▶ [Given task 1] List every web address that appears in the thread on crawling.

▶ [Excerpt]
--- start ---

Crawling - The Most Underrated Hack - ttunguz
http://tomtunguz.com/crawling-the-most-under-rated-hack
======
eykanal
Very useful, thanks for sharing.

For those who use this, keep in mind that if you're acting as a crawler, you
may be going against the sites TOS and/or robots.txt file. For example,
LinkedIn's User Agreement [1] specifically states:

\------

3\. YOUR RIGHTS.

On the condition that you comply with all your obligations under this
Agreement, including, but not limited to, the Do’s and Don’ts listed in
Section 10, we grant you a limited... right to access the Services, through a
generally available web browser, mobile device or application ( __but not
through scraping, spidering, crawling or other technology or software used to
access data without the express written consent of LinkedIn or its Users
__)...

\-----

And their robots.txt file [2], which states at the bottom:

    
    
      User-agent: *
      Disallow: /
     
      # Notice: If you would like to crawl LinkedIn,
      # please email whitelistcrawl@linkedin.com to apply 
      # for white listing.
    
      Sitemap:   http://partner.linkedin.com/sitemaps/smindex.xml.gz
    

[1]: <http://www.linkedin.com/static?key=user_agreement>

[2]: <http://www.linkedin.com/robots.txt>

------
gilrain
Mechanize is excellent. If you'd like to do some scraping but prefer to work
in Python, check out Scrapy[1], discussed[2] a while back and only getting
better. I've been very pleased with it for some personal projects that rely on
scraping.

[1]: <http://scrapy.org/>

[2]: <http://news.ycombinator.com/item?id=411733>

--- end ---

▶ [Listing from a point labeling set]

--- start ---

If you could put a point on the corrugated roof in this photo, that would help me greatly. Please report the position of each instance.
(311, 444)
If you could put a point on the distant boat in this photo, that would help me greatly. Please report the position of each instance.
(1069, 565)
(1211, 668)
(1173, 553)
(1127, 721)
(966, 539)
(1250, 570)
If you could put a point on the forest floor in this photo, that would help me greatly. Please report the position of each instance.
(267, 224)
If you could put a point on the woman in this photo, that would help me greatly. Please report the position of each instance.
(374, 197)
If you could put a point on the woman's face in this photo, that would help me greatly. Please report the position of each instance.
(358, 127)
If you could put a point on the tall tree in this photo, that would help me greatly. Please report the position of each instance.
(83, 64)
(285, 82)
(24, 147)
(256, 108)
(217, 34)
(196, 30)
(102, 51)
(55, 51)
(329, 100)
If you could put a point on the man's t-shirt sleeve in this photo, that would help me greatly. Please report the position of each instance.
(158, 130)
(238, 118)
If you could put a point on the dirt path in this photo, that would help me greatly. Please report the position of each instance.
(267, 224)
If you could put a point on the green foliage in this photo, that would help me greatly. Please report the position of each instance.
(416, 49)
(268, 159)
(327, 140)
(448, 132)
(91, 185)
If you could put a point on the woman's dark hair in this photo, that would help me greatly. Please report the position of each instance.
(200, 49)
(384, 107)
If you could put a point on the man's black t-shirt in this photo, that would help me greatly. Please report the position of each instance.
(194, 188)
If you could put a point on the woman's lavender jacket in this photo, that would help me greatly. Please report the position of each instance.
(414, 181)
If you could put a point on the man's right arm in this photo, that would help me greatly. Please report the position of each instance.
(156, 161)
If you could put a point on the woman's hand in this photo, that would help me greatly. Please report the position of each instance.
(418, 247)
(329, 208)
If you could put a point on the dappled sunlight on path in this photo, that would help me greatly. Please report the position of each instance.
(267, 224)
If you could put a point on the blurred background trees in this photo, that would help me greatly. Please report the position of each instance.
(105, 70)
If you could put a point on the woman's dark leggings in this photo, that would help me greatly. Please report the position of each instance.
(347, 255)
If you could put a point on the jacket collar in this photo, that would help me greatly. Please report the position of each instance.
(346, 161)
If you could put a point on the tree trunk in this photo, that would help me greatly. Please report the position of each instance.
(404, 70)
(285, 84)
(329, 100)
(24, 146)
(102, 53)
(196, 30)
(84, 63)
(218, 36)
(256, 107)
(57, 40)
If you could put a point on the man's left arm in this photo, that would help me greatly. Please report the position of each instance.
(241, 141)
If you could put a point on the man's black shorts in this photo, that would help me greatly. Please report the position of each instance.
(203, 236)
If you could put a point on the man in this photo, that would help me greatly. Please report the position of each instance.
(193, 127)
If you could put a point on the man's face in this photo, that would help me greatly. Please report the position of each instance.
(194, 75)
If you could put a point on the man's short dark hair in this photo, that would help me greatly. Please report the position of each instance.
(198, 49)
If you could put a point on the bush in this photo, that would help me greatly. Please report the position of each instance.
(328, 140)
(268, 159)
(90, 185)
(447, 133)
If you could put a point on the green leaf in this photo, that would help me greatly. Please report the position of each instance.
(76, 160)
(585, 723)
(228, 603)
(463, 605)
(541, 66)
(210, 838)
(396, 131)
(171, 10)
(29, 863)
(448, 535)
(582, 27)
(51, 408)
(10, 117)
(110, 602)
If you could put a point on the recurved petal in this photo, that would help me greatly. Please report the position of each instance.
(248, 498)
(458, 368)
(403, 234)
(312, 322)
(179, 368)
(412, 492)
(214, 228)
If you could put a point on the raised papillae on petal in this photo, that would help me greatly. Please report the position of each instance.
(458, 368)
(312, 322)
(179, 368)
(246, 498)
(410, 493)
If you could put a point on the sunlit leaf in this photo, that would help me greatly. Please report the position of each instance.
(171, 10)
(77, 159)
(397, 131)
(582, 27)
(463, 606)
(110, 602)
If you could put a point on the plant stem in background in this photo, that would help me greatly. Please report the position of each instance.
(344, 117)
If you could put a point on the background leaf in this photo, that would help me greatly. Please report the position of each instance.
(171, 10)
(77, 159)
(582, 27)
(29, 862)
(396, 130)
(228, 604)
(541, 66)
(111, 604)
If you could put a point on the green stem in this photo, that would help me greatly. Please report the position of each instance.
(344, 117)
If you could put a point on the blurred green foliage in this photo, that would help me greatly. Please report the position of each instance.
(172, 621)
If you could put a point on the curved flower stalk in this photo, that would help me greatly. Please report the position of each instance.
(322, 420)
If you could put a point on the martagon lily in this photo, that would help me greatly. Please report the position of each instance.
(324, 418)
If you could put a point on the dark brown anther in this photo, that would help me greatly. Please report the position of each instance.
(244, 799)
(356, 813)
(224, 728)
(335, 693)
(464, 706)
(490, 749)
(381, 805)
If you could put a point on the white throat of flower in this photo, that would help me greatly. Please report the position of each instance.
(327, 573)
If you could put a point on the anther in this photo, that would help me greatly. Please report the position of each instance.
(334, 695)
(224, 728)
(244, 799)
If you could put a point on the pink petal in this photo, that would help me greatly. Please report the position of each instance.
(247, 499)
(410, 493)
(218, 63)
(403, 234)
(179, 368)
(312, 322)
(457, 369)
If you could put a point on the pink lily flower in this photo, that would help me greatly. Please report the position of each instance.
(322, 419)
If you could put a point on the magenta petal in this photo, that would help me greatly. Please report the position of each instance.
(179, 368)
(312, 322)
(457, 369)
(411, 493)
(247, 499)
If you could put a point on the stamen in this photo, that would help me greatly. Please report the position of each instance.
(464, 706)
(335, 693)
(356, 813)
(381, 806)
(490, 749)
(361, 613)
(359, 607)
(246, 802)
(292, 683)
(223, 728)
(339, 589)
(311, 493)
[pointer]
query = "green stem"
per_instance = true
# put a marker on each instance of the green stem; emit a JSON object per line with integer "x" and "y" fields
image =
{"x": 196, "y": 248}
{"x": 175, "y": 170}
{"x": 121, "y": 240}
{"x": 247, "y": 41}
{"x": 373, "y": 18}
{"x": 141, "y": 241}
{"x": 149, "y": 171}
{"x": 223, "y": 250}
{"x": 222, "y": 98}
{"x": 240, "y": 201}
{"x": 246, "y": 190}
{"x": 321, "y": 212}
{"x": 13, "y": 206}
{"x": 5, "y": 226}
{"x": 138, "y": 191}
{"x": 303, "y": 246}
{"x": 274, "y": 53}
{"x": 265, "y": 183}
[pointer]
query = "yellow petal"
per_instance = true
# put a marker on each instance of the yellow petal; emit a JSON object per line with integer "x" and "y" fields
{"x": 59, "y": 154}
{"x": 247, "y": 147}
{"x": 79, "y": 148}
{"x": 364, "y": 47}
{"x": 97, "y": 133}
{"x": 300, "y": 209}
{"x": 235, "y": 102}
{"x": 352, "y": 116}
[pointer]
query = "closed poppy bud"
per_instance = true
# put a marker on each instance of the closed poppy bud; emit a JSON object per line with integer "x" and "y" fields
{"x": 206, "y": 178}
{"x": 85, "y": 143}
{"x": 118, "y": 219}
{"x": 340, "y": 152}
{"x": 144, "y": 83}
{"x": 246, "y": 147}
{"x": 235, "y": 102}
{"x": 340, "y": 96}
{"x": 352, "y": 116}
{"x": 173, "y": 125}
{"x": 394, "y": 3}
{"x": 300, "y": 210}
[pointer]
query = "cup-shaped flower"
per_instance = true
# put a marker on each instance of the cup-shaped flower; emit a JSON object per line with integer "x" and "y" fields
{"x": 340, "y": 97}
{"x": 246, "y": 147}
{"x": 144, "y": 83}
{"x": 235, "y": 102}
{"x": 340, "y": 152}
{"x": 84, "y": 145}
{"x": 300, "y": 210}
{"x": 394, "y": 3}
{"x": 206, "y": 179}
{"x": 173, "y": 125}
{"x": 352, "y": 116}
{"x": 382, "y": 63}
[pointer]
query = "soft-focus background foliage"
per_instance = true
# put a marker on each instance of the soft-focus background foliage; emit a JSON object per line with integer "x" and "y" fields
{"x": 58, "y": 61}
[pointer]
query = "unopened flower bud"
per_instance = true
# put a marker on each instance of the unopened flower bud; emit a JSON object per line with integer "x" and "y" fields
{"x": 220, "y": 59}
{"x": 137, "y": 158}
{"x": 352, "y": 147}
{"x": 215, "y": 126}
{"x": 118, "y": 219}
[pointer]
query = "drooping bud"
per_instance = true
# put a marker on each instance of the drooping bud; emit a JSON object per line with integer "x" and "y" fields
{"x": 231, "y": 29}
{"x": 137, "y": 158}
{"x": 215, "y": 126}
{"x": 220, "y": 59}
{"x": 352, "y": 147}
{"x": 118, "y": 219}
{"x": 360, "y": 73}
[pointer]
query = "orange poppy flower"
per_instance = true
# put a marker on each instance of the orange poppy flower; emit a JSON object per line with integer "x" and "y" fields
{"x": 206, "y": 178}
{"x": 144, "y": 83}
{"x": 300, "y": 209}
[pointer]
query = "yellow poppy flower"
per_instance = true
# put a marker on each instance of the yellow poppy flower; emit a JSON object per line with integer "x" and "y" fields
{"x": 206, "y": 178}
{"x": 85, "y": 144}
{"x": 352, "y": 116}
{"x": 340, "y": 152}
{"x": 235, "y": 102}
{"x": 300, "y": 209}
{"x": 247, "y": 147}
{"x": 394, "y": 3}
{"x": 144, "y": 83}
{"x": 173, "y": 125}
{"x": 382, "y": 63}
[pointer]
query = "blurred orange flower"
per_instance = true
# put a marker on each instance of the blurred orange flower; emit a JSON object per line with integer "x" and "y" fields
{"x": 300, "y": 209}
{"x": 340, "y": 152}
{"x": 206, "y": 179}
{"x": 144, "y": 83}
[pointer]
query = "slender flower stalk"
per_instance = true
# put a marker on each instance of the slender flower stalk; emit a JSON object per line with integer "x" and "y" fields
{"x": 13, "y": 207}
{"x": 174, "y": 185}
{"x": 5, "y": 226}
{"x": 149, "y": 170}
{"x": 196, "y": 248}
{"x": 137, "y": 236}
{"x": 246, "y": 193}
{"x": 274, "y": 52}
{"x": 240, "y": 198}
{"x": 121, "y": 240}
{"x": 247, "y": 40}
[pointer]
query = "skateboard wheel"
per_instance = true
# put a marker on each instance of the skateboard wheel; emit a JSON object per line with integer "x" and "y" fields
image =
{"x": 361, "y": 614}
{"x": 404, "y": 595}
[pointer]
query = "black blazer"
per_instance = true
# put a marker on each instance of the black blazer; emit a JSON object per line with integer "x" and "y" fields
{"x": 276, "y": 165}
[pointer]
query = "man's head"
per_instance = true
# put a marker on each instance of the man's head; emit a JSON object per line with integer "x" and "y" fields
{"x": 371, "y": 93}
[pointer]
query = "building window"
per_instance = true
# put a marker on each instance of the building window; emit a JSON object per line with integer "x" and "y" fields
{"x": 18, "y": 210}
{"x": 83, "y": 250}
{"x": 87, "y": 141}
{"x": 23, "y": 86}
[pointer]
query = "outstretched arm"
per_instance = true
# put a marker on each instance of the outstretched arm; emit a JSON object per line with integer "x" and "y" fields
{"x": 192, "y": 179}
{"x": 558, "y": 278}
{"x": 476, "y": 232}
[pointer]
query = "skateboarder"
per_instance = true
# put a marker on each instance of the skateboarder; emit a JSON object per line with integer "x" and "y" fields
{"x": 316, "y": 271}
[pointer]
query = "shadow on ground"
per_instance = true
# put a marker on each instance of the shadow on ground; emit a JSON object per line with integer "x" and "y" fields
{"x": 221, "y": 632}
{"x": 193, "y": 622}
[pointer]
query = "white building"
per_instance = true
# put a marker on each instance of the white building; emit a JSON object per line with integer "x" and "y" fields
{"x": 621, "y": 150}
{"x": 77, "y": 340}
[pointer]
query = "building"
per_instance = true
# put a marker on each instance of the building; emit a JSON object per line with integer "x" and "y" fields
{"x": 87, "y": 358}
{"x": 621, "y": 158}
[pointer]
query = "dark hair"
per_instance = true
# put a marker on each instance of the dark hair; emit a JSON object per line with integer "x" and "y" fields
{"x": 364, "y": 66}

--- end ---

▶ [Given task 2] Format the listing from its first line through the line containing "(1250, 570)" as a Markdown table with columns n and Line. Give each line its own numbered row and skip any blank lines.

▶ [Worked answer 1]
- http://tomtunguz.com/crawling-the-most-under-rated-hack
- http://partner.linkedin.com/sitemaps/smindex.xml.gz
- http://www.linkedin.com/static?key=user_agreement
- http://www.linkedin.com/robots.txt
- http://scrapy.org/
- http://news.ycombinator.com/item?id=411733

▶ [Worked answer 2]
| n | Line |
|---|---|
| 1 | If you could put a point on the corrugated roof in this photo, that would help me greatly. Please report the position of each instance. |
| 2 | (311, 444) |
| 3 | If you could put a point on the distant boat in this photo, that would help me greatly. Please report the position of each instance. |
| 4 | (1069, 565) |
| 5 | (1211, 668) |
| 6 | (1173, 553) |
| 7 | (1127, 721) |
| 8 | (966, 539) |
| 9 | (1250, 570) |